- _Requirement_
Leave out the pictures and transcribe the rest of the records exactly.

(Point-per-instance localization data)
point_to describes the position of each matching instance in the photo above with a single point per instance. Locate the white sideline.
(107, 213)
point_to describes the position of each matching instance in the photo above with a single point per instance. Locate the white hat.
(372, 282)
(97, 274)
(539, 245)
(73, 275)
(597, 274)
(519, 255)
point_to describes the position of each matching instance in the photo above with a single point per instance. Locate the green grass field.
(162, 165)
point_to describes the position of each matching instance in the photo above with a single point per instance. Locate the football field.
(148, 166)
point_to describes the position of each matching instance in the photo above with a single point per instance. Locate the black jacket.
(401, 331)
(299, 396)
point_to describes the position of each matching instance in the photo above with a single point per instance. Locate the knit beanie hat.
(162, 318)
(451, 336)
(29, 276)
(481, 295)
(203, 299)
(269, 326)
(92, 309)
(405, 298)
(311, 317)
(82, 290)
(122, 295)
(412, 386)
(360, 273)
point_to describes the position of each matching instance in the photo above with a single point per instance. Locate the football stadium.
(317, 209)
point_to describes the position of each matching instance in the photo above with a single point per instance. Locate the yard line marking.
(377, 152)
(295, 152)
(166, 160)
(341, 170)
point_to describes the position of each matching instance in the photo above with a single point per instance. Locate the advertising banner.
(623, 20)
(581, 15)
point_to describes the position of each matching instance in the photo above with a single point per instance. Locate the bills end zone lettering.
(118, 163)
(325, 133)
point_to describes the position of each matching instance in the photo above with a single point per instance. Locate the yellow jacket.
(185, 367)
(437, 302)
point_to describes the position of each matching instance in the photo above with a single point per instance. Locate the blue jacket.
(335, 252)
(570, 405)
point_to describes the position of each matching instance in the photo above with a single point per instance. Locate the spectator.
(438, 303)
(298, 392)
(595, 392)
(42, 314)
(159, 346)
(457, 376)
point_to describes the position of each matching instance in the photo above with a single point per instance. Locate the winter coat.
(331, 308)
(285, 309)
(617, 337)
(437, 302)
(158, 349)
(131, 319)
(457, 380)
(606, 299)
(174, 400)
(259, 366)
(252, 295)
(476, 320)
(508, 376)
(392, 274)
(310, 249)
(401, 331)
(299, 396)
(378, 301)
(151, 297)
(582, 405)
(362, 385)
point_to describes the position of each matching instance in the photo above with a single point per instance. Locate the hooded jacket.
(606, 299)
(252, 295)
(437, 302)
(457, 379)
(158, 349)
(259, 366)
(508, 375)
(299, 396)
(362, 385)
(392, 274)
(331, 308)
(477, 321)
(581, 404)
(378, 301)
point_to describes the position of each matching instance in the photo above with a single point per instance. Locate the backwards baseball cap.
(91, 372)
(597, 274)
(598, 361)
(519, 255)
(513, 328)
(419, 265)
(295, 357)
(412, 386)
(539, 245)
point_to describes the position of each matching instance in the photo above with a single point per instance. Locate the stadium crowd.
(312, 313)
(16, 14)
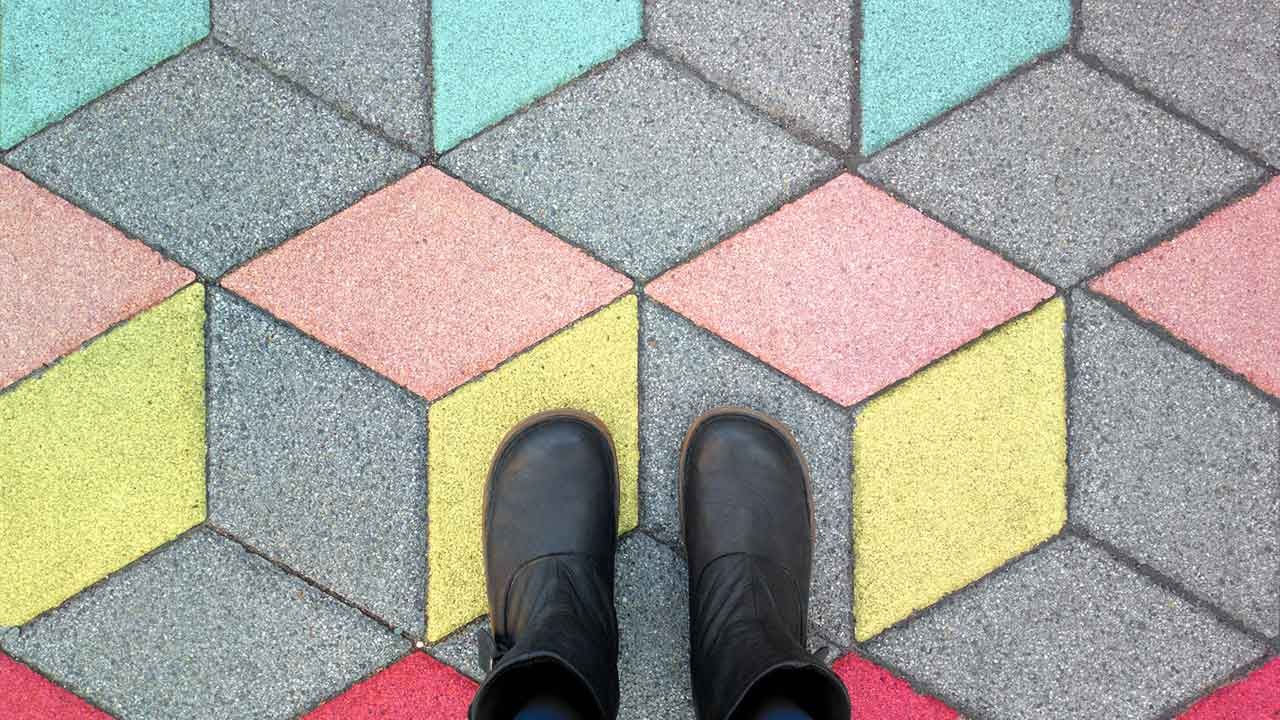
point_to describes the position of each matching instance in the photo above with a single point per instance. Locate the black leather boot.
(748, 523)
(549, 536)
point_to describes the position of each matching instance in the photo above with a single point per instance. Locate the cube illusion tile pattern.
(259, 495)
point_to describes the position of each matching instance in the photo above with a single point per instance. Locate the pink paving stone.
(414, 688)
(1216, 286)
(428, 282)
(1256, 697)
(876, 695)
(848, 290)
(65, 277)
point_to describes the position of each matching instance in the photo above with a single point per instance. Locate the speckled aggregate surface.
(247, 278)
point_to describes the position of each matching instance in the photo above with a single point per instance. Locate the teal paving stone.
(210, 159)
(1217, 60)
(1175, 464)
(920, 58)
(1063, 171)
(640, 163)
(368, 55)
(316, 461)
(492, 57)
(202, 629)
(792, 59)
(685, 372)
(55, 57)
(1066, 632)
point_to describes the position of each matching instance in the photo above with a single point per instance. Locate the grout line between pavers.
(1170, 584)
(1096, 63)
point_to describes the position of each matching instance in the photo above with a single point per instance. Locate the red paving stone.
(877, 695)
(428, 282)
(848, 290)
(27, 696)
(1216, 286)
(1256, 697)
(65, 277)
(415, 688)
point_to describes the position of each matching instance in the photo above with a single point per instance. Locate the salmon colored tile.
(27, 696)
(1256, 697)
(417, 687)
(1216, 286)
(848, 290)
(877, 695)
(428, 282)
(65, 277)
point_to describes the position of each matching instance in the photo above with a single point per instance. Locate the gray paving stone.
(366, 55)
(640, 163)
(210, 159)
(316, 461)
(202, 629)
(1063, 169)
(1066, 633)
(792, 59)
(1215, 60)
(1175, 464)
(686, 370)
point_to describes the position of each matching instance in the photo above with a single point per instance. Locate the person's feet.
(549, 537)
(748, 525)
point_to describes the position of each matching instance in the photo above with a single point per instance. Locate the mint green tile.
(492, 57)
(920, 58)
(56, 55)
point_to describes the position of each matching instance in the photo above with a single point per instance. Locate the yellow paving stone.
(589, 367)
(959, 469)
(103, 456)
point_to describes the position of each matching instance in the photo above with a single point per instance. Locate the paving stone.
(316, 461)
(959, 469)
(590, 367)
(103, 456)
(204, 629)
(686, 372)
(1063, 171)
(414, 688)
(65, 277)
(24, 695)
(1216, 286)
(848, 290)
(1212, 60)
(369, 57)
(428, 282)
(926, 57)
(210, 160)
(640, 163)
(492, 57)
(1066, 632)
(1175, 464)
(55, 57)
(792, 59)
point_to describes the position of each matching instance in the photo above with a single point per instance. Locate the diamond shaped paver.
(848, 290)
(316, 461)
(686, 372)
(210, 159)
(640, 163)
(1216, 286)
(794, 59)
(1066, 632)
(1063, 169)
(428, 282)
(1175, 464)
(369, 57)
(1214, 60)
(204, 629)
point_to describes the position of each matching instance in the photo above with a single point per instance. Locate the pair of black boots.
(549, 537)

- _Task result_
point_to describes the position of each matching instance in the photo above with a single point per instance. Locate the white sideline.
(107, 213)
point_to describes the position of each matching instance in the photo above with a single point per instance. Locate the white hat.
(372, 282)
(97, 274)
(539, 245)
(73, 275)
(597, 274)
(519, 255)
point_to describes the position of each matching instance in the photo above with a single point per instance. Locate the green grass field.
(162, 165)
point_to describes the position of each matching instance in the photo above with a single point per instance. Locate the football field.
(148, 166)
point_to describes the position of each matching instance in the photo above with a single point per instance. Locate the black jacket.
(401, 331)
(299, 396)
point_to describes the position of each matching instance in the photo above with a single point per instance. Locate the knit beanie hat.
(162, 318)
(451, 336)
(29, 276)
(481, 295)
(203, 299)
(269, 326)
(92, 309)
(405, 298)
(311, 317)
(82, 290)
(122, 295)
(412, 386)
(360, 273)
point_to describes the position of each matching instance in the photo above with a single point per instance. Locate the football stadium.
(317, 209)
point_to describes the position of each matching instance in the photo above with a single point per instance. Locate the yard line marking.
(377, 152)
(295, 152)
(166, 160)
(341, 170)
point_to describes the position of each matching instance in the photo above with a single point per instance. Locate the advertising banner.
(623, 20)
(581, 15)
point_to describes the position of each matching instance in the photo above with a single point per instance. Locate the bills end zone lettering.
(118, 163)
(325, 133)
point_to describes the position of each matching instance in the photo above with a single point per instance. Locate the yellow jacket.
(185, 367)
(437, 302)
point_to describes the position of each matching instance in the photo above with a single point per instance. Locate the blue jacket.
(335, 252)
(570, 405)
point_to describes the position of each matching instance in the photo above with a single point per instance. Locate the spectator.
(438, 303)
(298, 392)
(595, 392)
(42, 314)
(159, 346)
(457, 376)
point_to describes the position of each matching instance in the photo above with a single point per instance. Locate the winter coat.
(331, 308)
(285, 309)
(617, 337)
(437, 302)
(158, 349)
(131, 319)
(457, 380)
(606, 299)
(174, 400)
(259, 366)
(252, 295)
(476, 320)
(508, 376)
(392, 274)
(310, 249)
(401, 331)
(299, 396)
(378, 301)
(151, 297)
(582, 405)
(362, 385)
point_to describes the position of each matching instance in the photo above with a single point per instance. Locate the hooded jacket.
(606, 299)
(252, 295)
(437, 302)
(457, 379)
(158, 349)
(259, 366)
(508, 375)
(299, 396)
(362, 385)
(392, 274)
(331, 308)
(477, 321)
(581, 404)
(378, 301)
point_to describes the position of each matching instance in the photo above with a single point per instance. Locate the backwards baseball cap.
(91, 372)
(597, 274)
(598, 361)
(519, 255)
(513, 328)
(419, 265)
(295, 357)
(412, 386)
(539, 245)
point_to describes the position of each matching instance in the photo above with a single point per instance. Locate the stadium crowd.
(312, 313)
(16, 14)
point_to describes the position of each matching instance in the photo above with a single point per instance. Locate the black leather boot.
(748, 523)
(549, 536)
point_to describes the position of each matching instance in the photo above with a single point per instance. Locate the cube illusion tile pattern.
(259, 495)
point_to describes the position of each matching instance in the photo above with a single point per instance. Locate the pink paving stone.
(414, 688)
(1216, 286)
(428, 282)
(1256, 697)
(876, 695)
(848, 290)
(65, 277)
point_to describes the position of each matching instance in the photo above with a single point per instance. Locate the speckled aggregate surface.
(247, 278)
point_to describes the position of each matching instance in the photo above with a single point per instance. Locate the teal paving stone.
(210, 159)
(1217, 60)
(1175, 464)
(920, 58)
(1063, 171)
(640, 163)
(368, 55)
(316, 461)
(492, 57)
(202, 629)
(792, 59)
(685, 372)
(55, 57)
(1066, 632)
point_to describes the position of each matching instance in the photo above with a single point per instance. Locate the grout line between pavers.
(1170, 584)
(1096, 63)
point_to describes the position of each matching instance in the photo above with a single point per instance. Locate the red paving stone.
(877, 695)
(428, 282)
(848, 290)
(27, 696)
(1216, 286)
(1256, 697)
(65, 277)
(415, 688)
point_to describes the position of each matching instance in the photo above with a single point per instance. Locate the salmon colored tile.
(27, 696)
(1256, 697)
(417, 687)
(1216, 286)
(848, 290)
(877, 695)
(428, 282)
(65, 277)
point_to describes the position of each matching instance in the photo above with a single point per instance. Locate the gray paving stone.
(366, 55)
(640, 163)
(210, 159)
(316, 461)
(202, 629)
(1063, 169)
(1066, 633)
(792, 59)
(1215, 60)
(1175, 464)
(686, 370)
point_to describes the position of each matching instance in the photo above with a single point per instance. Locate the person's feet.
(549, 537)
(748, 525)
point_to describes the position of each matching instance in the photo above with a single point per instance. Locate the mint green tile.
(492, 57)
(920, 58)
(56, 55)
point_to describes the position of each matching instance in the photo above with a single point per instance. Locate the yellow paving stone.
(589, 367)
(959, 469)
(103, 456)
point_to describes the position of each matching instance in the photo above with a single point per instance. Locate the paving stone.
(316, 461)
(959, 469)
(590, 367)
(103, 456)
(204, 629)
(686, 372)
(1063, 171)
(414, 688)
(65, 277)
(24, 695)
(1216, 286)
(848, 290)
(1212, 60)
(369, 57)
(428, 282)
(926, 57)
(210, 160)
(640, 163)
(492, 57)
(1066, 632)
(1175, 464)
(55, 57)
(792, 59)
point_to describes the position of each matching instance in the photo above with a single point per instance. Locate the diamond shaped paver.
(848, 290)
(316, 461)
(686, 372)
(210, 159)
(640, 163)
(1216, 286)
(794, 59)
(1066, 632)
(1063, 169)
(428, 282)
(1175, 464)
(369, 57)
(1214, 60)
(204, 629)
point_to describes the position of each matching instance in the photo above with a single point per instance. Locate the pair of black boots.
(549, 537)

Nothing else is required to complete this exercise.